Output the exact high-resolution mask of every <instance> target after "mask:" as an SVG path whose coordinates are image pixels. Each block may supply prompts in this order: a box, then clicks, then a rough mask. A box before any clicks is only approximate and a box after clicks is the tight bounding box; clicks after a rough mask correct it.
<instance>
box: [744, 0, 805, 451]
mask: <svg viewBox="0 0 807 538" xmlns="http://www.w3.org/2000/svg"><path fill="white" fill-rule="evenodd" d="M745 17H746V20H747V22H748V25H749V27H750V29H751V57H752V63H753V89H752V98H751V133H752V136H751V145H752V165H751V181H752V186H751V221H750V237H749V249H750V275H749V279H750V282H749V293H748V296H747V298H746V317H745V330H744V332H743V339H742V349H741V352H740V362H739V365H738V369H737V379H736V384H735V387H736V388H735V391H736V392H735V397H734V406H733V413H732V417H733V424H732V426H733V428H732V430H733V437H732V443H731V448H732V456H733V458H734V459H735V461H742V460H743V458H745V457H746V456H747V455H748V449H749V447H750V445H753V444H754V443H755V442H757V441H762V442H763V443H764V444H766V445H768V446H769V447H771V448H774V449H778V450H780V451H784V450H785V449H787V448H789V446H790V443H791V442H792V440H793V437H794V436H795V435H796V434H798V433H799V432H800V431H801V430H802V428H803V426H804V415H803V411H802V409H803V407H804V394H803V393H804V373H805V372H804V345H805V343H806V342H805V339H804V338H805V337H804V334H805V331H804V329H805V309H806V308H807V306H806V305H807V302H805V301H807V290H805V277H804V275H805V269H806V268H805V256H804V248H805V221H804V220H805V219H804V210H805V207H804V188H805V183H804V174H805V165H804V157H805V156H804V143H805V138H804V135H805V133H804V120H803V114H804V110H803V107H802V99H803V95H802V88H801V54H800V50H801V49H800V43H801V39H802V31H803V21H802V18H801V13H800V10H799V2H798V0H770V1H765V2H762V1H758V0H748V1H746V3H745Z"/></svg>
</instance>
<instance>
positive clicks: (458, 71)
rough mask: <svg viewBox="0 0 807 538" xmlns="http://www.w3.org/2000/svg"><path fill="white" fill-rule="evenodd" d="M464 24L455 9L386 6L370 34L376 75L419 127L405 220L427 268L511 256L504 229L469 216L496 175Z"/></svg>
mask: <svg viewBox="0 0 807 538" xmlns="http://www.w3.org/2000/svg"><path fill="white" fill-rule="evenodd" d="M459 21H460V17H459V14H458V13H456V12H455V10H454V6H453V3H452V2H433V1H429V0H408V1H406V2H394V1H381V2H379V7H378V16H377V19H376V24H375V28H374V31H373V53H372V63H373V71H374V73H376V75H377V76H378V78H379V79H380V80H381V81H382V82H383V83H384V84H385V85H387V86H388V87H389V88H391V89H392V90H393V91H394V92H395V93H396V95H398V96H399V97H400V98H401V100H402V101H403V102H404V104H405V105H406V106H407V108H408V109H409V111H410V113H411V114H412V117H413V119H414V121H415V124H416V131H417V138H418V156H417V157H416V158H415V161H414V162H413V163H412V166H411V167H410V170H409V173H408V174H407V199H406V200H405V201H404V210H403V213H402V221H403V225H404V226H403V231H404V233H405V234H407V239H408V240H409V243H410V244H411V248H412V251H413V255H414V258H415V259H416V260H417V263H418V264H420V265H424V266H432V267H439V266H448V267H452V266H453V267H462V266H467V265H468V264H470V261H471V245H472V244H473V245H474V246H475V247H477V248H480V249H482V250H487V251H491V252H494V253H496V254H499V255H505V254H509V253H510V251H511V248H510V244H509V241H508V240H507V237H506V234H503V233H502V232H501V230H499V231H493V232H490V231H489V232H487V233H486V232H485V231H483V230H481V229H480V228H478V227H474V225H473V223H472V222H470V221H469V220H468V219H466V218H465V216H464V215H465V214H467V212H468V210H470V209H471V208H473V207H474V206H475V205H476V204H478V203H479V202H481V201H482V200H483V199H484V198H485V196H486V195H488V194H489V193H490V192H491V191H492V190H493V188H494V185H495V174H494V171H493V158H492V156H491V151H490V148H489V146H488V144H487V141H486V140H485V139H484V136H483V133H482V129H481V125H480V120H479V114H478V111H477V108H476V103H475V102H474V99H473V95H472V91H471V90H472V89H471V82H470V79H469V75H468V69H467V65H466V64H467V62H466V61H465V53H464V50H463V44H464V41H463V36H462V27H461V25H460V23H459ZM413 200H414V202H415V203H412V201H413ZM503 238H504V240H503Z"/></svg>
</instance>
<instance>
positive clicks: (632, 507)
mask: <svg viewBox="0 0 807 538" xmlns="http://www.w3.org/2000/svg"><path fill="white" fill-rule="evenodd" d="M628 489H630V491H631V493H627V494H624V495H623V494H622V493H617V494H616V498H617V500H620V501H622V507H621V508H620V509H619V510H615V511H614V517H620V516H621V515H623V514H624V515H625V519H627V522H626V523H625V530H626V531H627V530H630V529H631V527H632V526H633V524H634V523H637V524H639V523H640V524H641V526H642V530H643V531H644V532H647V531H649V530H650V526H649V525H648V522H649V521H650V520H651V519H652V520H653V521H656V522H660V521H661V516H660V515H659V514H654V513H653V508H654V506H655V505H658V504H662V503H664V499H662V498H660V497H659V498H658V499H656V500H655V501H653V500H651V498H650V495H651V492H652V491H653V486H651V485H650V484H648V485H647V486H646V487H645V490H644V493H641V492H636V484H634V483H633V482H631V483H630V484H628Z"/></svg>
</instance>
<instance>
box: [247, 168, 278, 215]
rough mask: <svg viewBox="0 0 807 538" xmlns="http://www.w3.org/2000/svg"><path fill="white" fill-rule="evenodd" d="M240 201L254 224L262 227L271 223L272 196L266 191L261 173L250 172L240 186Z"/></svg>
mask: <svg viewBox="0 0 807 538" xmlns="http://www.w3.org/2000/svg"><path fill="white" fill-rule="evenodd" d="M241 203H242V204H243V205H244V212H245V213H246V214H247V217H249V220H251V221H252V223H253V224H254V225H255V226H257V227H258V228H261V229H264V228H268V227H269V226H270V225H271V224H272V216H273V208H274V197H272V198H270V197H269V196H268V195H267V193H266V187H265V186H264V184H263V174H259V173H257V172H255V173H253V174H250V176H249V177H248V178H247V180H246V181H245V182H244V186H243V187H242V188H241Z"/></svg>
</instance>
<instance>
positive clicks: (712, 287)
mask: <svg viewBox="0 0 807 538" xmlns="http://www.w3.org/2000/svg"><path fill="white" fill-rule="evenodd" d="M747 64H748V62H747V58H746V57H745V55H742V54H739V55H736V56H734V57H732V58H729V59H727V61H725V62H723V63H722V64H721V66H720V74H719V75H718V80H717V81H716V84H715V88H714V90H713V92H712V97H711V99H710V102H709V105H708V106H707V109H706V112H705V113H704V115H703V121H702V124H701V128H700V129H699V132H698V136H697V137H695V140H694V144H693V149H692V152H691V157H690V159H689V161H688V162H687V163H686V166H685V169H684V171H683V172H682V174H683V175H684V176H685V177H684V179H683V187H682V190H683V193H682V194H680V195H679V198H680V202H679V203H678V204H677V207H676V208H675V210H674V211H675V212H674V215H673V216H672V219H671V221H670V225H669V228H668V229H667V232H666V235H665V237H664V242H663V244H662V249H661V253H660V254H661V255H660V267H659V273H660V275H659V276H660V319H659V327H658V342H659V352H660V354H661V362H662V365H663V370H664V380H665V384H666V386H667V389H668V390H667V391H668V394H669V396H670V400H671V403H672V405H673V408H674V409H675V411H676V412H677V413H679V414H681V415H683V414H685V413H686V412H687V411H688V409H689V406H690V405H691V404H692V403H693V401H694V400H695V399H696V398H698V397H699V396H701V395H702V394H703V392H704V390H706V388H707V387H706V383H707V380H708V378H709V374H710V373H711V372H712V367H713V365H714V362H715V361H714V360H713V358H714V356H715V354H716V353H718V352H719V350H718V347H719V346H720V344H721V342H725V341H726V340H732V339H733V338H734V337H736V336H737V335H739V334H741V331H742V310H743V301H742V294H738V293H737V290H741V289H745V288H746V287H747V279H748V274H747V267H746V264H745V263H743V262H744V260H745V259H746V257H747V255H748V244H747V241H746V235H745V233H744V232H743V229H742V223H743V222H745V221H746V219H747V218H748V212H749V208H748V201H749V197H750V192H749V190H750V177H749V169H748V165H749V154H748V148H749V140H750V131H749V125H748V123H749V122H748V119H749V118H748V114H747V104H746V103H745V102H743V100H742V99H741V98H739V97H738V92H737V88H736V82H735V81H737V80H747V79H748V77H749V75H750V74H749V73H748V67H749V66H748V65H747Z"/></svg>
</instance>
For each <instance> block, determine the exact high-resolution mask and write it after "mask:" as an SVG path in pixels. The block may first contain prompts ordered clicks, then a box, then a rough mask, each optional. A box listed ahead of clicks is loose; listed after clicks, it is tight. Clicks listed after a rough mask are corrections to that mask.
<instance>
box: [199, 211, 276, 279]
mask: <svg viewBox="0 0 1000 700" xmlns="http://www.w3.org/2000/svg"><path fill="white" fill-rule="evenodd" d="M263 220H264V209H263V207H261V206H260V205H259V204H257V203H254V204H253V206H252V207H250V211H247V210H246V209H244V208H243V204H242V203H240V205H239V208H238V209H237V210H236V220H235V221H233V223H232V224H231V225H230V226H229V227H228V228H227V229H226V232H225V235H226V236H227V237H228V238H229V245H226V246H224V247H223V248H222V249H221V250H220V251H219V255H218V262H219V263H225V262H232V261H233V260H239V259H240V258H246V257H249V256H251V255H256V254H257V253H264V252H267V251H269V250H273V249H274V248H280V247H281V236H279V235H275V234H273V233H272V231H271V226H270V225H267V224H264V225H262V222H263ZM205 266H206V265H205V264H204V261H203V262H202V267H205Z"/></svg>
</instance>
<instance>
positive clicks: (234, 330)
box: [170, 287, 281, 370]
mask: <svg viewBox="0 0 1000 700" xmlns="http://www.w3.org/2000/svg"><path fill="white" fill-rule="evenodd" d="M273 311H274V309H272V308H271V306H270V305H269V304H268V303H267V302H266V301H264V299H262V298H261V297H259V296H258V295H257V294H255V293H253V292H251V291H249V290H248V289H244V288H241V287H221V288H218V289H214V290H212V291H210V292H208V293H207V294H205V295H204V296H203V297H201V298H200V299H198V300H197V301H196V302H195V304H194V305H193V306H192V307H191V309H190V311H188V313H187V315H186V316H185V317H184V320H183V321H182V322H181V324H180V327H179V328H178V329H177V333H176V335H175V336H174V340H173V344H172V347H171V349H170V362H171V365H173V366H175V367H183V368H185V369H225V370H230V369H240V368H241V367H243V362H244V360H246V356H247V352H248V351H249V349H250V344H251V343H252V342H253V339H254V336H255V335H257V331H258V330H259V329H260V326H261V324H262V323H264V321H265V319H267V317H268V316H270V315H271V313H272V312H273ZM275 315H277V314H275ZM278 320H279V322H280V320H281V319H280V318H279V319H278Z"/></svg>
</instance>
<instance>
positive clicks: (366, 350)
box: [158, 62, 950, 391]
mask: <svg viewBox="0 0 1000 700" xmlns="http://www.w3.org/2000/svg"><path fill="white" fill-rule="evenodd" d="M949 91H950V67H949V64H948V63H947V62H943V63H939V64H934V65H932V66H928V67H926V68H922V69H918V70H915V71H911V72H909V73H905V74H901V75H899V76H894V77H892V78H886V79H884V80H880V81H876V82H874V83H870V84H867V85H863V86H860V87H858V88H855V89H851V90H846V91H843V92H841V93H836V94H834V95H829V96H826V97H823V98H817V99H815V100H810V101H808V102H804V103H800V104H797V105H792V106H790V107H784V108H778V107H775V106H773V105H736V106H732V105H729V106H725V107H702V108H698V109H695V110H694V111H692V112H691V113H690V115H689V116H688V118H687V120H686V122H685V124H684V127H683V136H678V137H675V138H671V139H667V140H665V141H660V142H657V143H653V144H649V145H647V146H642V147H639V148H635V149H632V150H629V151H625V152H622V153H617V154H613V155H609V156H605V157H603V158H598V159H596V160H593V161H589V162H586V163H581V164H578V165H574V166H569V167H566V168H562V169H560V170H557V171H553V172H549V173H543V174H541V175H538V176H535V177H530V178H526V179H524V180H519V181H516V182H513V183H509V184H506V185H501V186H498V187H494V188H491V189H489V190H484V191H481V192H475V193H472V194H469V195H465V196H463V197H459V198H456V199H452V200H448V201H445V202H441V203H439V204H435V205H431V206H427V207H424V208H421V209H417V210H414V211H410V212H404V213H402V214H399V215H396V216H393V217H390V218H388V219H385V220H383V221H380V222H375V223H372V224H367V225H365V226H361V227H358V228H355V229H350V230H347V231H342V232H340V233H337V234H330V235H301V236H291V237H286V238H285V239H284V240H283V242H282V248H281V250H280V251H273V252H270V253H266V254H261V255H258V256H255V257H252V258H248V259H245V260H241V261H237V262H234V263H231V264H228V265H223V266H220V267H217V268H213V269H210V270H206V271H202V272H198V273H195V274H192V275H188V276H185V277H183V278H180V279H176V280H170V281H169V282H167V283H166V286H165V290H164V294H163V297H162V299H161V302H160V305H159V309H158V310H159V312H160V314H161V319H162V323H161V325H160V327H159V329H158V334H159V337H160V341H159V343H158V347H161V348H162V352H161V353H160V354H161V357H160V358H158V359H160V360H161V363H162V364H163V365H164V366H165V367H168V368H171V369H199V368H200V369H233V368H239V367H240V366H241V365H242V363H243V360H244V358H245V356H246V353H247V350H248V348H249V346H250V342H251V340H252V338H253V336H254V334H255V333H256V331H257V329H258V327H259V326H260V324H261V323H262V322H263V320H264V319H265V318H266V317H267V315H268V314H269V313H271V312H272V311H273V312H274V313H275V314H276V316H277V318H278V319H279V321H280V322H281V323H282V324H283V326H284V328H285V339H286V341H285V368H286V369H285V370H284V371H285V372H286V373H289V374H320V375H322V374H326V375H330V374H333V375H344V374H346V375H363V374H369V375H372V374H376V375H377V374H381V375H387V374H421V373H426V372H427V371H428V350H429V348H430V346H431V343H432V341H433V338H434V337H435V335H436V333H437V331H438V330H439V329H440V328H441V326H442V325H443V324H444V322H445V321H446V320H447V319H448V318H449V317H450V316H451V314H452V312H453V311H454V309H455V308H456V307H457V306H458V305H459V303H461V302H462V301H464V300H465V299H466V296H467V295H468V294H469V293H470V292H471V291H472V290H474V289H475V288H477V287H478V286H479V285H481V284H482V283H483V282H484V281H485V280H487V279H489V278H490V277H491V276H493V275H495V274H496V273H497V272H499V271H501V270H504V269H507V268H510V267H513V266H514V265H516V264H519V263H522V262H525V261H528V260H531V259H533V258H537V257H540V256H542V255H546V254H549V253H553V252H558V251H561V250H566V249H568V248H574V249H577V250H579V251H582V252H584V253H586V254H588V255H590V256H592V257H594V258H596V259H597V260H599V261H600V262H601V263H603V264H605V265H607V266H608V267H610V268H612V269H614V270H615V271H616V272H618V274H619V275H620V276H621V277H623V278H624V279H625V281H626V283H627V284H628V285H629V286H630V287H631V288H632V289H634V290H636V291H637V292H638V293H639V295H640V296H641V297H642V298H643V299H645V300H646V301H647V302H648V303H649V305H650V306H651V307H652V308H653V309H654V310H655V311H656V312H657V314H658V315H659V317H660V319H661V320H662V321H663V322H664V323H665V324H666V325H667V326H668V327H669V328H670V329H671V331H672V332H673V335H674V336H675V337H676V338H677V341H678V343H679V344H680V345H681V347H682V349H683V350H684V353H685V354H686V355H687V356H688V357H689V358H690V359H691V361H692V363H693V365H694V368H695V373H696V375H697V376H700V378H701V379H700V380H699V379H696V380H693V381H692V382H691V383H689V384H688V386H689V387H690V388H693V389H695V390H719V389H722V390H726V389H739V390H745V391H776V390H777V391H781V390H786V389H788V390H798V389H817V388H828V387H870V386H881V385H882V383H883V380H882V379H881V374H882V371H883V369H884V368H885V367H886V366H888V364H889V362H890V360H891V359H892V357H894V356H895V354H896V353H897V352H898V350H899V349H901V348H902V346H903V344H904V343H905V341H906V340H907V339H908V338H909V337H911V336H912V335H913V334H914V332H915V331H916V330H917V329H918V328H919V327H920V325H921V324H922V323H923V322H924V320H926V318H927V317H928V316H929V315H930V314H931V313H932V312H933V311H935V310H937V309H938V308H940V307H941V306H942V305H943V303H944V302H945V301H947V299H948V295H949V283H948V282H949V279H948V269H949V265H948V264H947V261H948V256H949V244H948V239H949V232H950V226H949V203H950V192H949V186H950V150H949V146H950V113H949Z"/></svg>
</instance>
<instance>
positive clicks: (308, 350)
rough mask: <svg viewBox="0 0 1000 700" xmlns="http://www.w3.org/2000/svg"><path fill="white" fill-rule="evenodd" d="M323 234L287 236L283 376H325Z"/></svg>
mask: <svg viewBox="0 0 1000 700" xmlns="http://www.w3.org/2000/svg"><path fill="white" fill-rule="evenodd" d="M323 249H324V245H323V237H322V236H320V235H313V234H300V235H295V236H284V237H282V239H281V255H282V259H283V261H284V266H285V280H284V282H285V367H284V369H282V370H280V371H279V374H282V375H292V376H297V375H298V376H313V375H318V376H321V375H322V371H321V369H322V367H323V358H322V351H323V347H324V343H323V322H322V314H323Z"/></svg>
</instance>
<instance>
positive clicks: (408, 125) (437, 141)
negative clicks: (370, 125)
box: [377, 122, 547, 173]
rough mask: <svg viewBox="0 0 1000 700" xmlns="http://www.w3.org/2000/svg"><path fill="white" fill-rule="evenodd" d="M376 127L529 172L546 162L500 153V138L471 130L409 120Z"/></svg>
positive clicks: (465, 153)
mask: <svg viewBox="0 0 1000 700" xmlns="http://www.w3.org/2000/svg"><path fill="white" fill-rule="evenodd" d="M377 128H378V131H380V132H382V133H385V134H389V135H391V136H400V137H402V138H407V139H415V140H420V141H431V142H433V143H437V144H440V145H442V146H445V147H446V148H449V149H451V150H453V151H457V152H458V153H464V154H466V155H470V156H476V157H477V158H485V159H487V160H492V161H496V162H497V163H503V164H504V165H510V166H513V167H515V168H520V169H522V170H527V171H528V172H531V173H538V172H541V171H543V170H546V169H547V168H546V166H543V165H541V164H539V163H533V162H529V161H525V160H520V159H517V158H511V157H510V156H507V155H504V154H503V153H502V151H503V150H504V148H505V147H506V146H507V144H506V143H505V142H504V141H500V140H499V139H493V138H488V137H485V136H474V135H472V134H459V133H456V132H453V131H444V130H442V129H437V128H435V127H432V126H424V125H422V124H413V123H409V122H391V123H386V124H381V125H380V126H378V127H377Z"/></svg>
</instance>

=== Exercise prompt ===
Every line in the listing above that mentions "then" should be returned.

=== Your response ===
Output the exact high-resolution mask of every <instance> target after "mask:" as an SVG path whose coordinates are image pixels. Each block may supply prompts in this order: a box, then clicks, then a rough mask. A box before any clicks is only approximate and a box after clicks is the tight bounding box; clicks after a rough mask correct it.
For each <instance> block, determine the exact high-resolution mask and write it after "mask:" as an SVG path in pixels. The block may first contain prompts ordered clicks, then a box, then a rough mask, each optional. A box listed ahead of clicks is loose; listed after clicks, it is tight. Clicks listed after a rough mask are corrections to that mask.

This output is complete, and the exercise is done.